Answer these questions using the farm column that follows.
1. What motivates Bill's annual visit to the farm?
2. What does Bill customarily bring as koha?
3. According to Bill, who took over the reins of Westland Milk Products?

─── Excerpt to read

Gay Coates ruminates on a good season and the satisfaction of a face-to-face chat.
Bill arrived on our doorstep this week. It’s an annual visit, motivated solely by a premium duck shooting pozzie on the farm. We are yet to transition him completely into the health and safety ethos of the modern world and so his knock on the door each year is unannounced. But we grant him some leniency based on the length of his teeth and his customary koha of home grown feijoas, and we settle for the fact that he has now accommodated our expectation of him checking in and out.
We’re quite keen to see him return home safe at the end of the day to tend his feijoa trees.
No visit from Bill is complete without the transition into some blended social and philosophical conversation about farming, and we always welcome his diversely sourced (but somewhat subjective) observations and his succinct view of how things are going “around the traps”.
It seems this year farmers on the Coast are, in the main, doing all right. According to Bill, we “cow-cockies” are all a lot happier since Yili took over the reins of Westland Milk Products. Standing on the doorstep with Bill it was difficult to assign words that describe the deep sense of relief that comes with seeing some financial rewards for our work; of being able to move forward rather than simply holding on. “You’re not wrong there” seemed to sum up how we felt in a way that resonated with Bill.

──────
─── Recorded information

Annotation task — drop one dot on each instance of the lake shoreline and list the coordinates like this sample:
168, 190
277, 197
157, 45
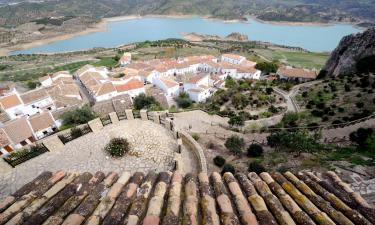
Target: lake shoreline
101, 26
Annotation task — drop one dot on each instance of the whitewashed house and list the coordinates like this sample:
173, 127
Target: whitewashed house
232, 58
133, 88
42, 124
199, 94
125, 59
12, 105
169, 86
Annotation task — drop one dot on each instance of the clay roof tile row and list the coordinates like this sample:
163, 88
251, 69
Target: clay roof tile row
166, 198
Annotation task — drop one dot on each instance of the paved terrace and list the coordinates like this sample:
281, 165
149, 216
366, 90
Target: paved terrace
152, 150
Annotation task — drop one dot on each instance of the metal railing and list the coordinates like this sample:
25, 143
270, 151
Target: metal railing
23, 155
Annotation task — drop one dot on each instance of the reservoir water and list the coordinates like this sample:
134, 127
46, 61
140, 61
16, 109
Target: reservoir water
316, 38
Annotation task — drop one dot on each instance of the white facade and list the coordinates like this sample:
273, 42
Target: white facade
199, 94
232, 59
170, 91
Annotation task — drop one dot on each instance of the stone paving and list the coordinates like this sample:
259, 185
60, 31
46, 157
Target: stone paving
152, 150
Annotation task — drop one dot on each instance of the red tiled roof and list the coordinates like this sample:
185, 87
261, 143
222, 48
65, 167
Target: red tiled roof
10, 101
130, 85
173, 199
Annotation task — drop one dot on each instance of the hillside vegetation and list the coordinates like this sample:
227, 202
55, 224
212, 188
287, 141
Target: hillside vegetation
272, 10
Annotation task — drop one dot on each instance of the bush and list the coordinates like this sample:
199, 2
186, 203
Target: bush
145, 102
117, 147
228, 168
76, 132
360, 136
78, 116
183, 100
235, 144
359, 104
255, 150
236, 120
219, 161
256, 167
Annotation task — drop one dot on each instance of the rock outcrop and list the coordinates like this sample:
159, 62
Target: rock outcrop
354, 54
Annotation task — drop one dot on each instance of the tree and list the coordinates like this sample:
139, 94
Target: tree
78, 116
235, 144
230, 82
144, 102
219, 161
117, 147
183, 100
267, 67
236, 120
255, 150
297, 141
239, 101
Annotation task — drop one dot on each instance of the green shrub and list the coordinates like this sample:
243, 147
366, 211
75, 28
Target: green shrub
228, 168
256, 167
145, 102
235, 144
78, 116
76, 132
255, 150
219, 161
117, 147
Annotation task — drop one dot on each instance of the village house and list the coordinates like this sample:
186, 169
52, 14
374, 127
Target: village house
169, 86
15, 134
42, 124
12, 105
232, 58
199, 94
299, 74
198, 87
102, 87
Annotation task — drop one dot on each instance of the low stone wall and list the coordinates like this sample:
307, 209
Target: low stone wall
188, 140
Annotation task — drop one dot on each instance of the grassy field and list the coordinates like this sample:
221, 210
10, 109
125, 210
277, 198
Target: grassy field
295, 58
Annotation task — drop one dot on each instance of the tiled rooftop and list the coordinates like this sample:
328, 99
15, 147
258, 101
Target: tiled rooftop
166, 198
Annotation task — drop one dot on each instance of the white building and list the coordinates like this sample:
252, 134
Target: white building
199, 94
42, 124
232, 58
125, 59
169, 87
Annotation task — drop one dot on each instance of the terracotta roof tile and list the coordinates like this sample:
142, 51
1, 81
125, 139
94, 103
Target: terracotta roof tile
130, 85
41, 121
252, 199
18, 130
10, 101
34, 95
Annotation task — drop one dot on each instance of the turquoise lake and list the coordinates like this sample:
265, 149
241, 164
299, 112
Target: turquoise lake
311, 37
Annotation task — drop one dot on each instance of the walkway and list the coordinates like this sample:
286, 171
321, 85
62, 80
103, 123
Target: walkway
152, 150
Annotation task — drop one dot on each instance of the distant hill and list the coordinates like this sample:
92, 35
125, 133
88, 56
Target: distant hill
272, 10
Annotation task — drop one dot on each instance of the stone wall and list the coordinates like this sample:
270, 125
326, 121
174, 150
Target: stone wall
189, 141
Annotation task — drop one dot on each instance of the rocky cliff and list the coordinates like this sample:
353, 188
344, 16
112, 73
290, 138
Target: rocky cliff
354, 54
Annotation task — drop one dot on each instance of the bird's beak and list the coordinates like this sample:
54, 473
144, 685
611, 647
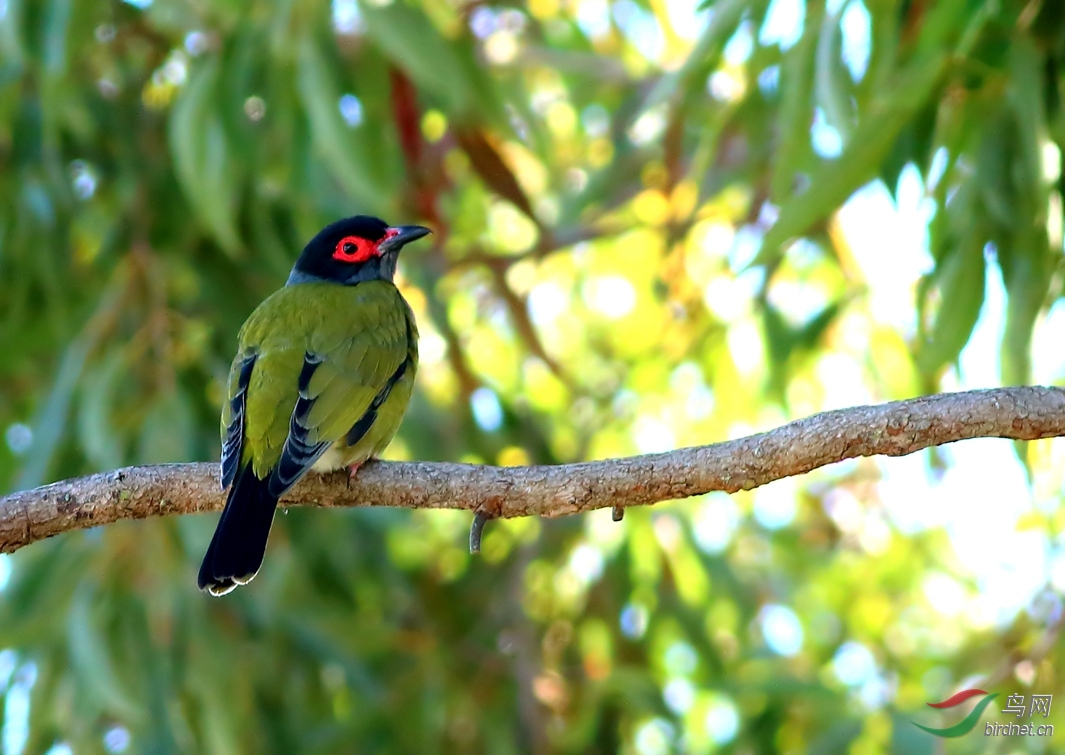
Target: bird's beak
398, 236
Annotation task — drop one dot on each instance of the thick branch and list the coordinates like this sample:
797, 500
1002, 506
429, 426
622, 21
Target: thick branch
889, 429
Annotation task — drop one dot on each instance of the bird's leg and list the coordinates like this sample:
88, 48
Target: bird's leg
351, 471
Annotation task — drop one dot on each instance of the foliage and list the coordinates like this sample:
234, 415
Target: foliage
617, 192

──────

Answer section —
1. A premium duck shooting pozzie on the farm.
2. Home grown feijoas.
3. Yili.